-- Extracted records --
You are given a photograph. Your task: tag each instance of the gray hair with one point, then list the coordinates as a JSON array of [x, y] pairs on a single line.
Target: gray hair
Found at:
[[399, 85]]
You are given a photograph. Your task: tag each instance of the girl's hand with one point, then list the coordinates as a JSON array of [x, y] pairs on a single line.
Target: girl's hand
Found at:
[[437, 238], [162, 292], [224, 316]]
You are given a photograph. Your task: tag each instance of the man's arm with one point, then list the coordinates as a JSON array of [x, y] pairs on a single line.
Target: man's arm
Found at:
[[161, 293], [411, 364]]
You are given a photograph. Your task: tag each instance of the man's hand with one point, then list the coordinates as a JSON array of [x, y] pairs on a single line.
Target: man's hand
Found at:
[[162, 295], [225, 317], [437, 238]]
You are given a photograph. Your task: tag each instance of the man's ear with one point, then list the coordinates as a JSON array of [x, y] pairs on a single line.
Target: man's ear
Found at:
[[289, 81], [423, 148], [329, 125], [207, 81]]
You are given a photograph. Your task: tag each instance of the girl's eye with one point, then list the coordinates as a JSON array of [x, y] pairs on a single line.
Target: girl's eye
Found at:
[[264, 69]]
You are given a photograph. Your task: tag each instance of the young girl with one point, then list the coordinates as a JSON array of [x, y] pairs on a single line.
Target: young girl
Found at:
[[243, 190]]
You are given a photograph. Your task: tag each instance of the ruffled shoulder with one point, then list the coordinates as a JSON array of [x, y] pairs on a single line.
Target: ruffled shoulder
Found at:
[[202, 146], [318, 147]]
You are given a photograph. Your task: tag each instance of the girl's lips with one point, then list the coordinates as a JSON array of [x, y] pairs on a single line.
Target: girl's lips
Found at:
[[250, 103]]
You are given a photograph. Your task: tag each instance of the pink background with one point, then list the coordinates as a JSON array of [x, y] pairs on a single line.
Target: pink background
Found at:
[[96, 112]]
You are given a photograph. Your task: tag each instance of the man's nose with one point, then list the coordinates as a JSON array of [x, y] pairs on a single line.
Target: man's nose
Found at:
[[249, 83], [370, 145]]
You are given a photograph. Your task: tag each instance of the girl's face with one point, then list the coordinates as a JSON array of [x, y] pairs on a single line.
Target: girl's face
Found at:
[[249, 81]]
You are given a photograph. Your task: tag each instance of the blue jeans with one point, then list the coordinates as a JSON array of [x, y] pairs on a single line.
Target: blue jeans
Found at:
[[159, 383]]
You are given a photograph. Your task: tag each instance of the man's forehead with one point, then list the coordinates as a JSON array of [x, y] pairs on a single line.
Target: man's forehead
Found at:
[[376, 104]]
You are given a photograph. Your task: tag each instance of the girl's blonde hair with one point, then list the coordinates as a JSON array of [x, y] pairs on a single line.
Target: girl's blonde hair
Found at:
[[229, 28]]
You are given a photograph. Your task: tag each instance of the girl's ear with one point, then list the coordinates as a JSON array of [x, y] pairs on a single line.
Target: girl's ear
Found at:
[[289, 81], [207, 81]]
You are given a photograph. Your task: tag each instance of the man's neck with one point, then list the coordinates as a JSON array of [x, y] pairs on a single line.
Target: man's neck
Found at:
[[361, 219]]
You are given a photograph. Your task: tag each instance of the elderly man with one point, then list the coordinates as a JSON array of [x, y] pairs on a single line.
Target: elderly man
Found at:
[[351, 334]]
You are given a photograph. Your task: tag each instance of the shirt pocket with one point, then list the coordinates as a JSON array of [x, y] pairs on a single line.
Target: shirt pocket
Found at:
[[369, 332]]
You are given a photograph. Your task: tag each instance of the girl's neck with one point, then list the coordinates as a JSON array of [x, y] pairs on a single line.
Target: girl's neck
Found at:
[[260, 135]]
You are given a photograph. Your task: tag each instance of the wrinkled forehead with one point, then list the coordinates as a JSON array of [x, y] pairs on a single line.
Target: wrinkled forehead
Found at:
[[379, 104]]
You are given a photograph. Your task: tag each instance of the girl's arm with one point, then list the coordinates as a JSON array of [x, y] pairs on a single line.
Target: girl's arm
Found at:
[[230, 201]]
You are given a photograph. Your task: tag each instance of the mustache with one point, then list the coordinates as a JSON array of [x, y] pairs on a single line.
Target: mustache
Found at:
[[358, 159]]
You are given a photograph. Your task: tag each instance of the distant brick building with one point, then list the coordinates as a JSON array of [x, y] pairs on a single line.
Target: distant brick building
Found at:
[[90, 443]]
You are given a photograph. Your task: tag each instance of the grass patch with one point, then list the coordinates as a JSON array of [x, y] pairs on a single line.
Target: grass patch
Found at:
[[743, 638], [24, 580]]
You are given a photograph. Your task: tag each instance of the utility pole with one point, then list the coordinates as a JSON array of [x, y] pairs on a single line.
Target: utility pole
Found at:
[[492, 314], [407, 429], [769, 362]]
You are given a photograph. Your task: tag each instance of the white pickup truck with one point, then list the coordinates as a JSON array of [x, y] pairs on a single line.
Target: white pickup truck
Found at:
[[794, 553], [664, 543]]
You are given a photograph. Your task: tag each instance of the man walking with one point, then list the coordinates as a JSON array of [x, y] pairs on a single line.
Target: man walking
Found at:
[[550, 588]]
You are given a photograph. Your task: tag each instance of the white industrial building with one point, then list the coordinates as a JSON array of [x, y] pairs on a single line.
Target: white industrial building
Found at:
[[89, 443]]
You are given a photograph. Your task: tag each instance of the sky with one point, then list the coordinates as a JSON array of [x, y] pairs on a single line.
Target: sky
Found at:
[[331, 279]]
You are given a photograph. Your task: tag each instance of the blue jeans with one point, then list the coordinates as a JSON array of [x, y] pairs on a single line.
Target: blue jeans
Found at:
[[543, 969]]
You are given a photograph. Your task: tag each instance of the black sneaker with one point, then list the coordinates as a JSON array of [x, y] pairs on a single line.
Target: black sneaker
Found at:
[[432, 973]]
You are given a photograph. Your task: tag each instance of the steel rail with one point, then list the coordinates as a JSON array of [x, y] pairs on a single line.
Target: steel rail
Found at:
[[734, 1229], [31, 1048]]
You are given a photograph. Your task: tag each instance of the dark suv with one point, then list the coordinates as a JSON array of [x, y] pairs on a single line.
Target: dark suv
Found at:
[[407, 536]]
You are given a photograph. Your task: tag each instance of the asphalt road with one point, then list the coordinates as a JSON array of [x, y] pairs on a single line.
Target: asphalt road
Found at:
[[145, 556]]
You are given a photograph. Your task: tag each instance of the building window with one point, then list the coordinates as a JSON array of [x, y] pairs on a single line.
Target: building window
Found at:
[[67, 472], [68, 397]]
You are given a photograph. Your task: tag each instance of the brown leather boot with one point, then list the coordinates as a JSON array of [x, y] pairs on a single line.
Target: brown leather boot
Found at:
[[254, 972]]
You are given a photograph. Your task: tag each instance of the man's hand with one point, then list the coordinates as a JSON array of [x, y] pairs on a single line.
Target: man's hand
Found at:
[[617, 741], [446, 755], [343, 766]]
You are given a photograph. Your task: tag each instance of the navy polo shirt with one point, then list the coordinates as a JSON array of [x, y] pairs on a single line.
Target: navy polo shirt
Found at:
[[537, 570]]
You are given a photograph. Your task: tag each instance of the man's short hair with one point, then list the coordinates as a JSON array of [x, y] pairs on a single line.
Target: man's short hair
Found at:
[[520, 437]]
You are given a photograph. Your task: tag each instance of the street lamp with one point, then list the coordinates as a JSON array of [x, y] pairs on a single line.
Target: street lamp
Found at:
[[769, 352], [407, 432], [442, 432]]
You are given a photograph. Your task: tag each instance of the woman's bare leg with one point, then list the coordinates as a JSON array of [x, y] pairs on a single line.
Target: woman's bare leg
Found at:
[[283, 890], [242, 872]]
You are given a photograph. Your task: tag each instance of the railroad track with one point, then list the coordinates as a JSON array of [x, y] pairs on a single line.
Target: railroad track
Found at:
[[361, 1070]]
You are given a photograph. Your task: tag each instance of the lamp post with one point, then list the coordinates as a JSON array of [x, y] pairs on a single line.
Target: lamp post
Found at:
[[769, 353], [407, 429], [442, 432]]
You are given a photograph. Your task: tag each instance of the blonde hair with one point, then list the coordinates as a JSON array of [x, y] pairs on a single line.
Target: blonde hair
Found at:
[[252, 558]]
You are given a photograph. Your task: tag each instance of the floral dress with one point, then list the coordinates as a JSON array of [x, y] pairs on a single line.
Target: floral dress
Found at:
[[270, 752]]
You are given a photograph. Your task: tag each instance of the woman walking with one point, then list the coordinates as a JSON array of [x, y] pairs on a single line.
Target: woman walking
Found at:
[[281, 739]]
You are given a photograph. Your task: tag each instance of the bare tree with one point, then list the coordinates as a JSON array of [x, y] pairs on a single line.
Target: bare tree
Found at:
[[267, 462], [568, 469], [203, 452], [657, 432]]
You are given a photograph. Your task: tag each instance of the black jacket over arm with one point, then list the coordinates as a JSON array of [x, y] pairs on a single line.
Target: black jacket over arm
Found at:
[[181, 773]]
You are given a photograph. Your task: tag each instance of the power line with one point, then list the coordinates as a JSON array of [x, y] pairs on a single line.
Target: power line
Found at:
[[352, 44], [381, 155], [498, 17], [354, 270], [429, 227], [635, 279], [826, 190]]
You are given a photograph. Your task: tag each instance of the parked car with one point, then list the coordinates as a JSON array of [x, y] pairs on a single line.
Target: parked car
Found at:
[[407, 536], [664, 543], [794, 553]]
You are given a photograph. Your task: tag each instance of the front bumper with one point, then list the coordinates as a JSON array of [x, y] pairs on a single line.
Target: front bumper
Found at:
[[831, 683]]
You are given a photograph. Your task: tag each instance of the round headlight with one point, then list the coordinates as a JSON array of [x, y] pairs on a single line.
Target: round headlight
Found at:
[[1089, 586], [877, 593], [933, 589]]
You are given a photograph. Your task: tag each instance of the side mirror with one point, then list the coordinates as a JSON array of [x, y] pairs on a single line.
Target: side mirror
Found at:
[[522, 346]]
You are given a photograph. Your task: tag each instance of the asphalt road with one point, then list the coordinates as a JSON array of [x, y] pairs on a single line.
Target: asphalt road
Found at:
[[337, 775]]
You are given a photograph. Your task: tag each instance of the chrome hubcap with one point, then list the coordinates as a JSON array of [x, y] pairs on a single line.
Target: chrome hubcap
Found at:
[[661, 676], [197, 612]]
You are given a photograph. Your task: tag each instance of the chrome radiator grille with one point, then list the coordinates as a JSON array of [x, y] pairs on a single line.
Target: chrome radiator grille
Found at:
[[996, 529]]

-- Short task --
Repeat the lines of the listing word for word, from the start of it up to and including the line with "[[437, 238], [162, 292], [224, 316]]".

-- Solution --
You are given a photograph. Your task: tag each instance of the gray hair with one point, then list the coordinates as a JSON array of [x, y] pairs on a single line.
Target: gray hair
Found at:
[[399, 85]]
You are given a photograph. Your task: tag each instance of the girl's hand with one point, then list the coordinates as a JSON array of [x, y] pairs on a single line.
Target: girl's hand
Found at:
[[437, 238], [162, 292], [224, 316]]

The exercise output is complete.